PROBLEMS TO WORK ON
a: Rewrite the paragraph of the phased build plan that begins "Fold + lineage." as a short bulleted list that keeps its main facts.
b: Answer these questions from the phased build plan, marking each answer to match:
(i) Which gates does the Time phase list?
(ii) Which two fields gate claim reads in the permission seam?
(iii) Under the Property Sourcing trap, what is the stated consequence of the log being immutable?
c: Reproduce word for word the part of the phased build plan that opens with "Projections + provenance-honest" and closes with "seed-content + retrieval rules.".

[Opening EXCERPT TO READ section]

Foundation. claims table + entity + role grants (insert/select only) + Confidence.Compute + the fail-closed validator. Gates: G-BORN, G-CONF. No behavior change — pure substrate.
Time. Two clocks + fact_current view + the as-of query. Gates: G-CLOCKS, G-ASOF.
Fold + lineage. Supersession/retraction as new rows; fact_current is the only value source. An adapter lifts existing ingest rows into observed claims for ONE pilot fact-type, to prove the path end-to-end on real data. Gates: G-FOLD, G-SUPERSEDE.
Projections + provenance-honest answers. Wire your answer/index path as a projection of accepted claims; every answer carries how-we-know; extend citation validation to entailment. Gate: G-CITE.
Permission seam. actor_id + access_tier gating on claim reads, reusing your identity/tier model; full audit on the claim path. Gates: G-PERMISSION, G-AUDIT.
Entity layer. Default-separate, merge-as-evidence-backed-claim, use-vs-mention, typed relationships as claims. Gate: G-NO-GRAPHDB (plus a relationship-fold test).
Freshness + abstention (adopt from the assistant world model): per-claim staleAfterMs + read-time age hedge; abstention + the scheduled hunt task. No new machinery — seed-content + retrieval rules.

6. The three traps to avoid (genome frontier scan — `genome-living-provenance.md`)

Property Sourcing (anchor-too-low). Log business-meaningful claims with epistemic status — not field- or byte-level diffs. The log is immutable, so you can never add the intent back. Build claims rich from line one.

[Closing EXCERPT TO READ section]
[Opening DATASET EXCERPTS section]

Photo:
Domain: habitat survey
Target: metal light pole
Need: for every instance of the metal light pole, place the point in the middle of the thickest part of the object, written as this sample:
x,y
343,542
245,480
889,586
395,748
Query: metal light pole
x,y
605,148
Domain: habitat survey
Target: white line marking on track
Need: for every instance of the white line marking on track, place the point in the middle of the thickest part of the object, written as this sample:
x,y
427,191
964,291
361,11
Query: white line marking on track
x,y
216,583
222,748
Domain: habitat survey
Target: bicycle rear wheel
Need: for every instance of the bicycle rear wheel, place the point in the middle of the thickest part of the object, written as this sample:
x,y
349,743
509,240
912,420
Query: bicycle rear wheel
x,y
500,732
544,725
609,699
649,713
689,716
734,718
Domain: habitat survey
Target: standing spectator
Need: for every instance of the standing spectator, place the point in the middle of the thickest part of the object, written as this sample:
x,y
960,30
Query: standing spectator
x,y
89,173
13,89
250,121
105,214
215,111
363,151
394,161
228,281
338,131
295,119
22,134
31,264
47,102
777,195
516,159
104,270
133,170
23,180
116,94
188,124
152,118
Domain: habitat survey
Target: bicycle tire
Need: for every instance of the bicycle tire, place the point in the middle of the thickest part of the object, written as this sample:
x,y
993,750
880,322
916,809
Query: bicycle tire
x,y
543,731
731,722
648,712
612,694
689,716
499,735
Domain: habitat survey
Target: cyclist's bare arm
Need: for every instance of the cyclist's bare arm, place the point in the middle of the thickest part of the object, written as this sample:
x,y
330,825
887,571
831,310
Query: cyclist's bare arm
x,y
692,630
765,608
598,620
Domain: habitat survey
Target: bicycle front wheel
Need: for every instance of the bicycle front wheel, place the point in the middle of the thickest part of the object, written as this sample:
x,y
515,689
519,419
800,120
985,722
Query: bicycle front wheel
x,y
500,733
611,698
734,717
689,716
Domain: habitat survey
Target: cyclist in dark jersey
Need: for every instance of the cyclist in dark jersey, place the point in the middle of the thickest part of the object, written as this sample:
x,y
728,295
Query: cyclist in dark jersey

[Closing DATASET EXCERPTS section]

ANSWERS TO THE EXERCISE
a:
- Supersession and retraction are recorded as new rows.
- fact_current is the only value source.
- An adapter lifts existing ingest rows into observed claims for one pilot fact-type, proving the path end-to-end on real data.
- Gates: G-FOLD, G-SUPERSEDE.

b:
(i) G-CLOCKS and G-ASOF.
(ii) actor_id and access_tier.
(iii) You can never add the intent back.

c:
Projections + provenance-honest answers. Wire your answer/index path as a projection of accepted claims; every answer carries how-we-know; extend citation validation to entailment. Gate: G-CITE.
Permission seam. actor_id + access_tier gating on claim reads, reusing your identity/tier model; full audit on the claim path. Gates: G-PERMISSION, G-AUDIT.
Entity layer. Default-separate, merge-as-evidence-backed-claim, use-vs-mention, typed relationships as claims. Gate: G-NO-GRAPHDB (plus a relationship-fold test).
Freshness + abstention (adopt from the assistant world model): per-claim staleAfterMs + read-time age hedge; abstention + the scheduled hunt task. No new machinery — seed-content + retrieval rules.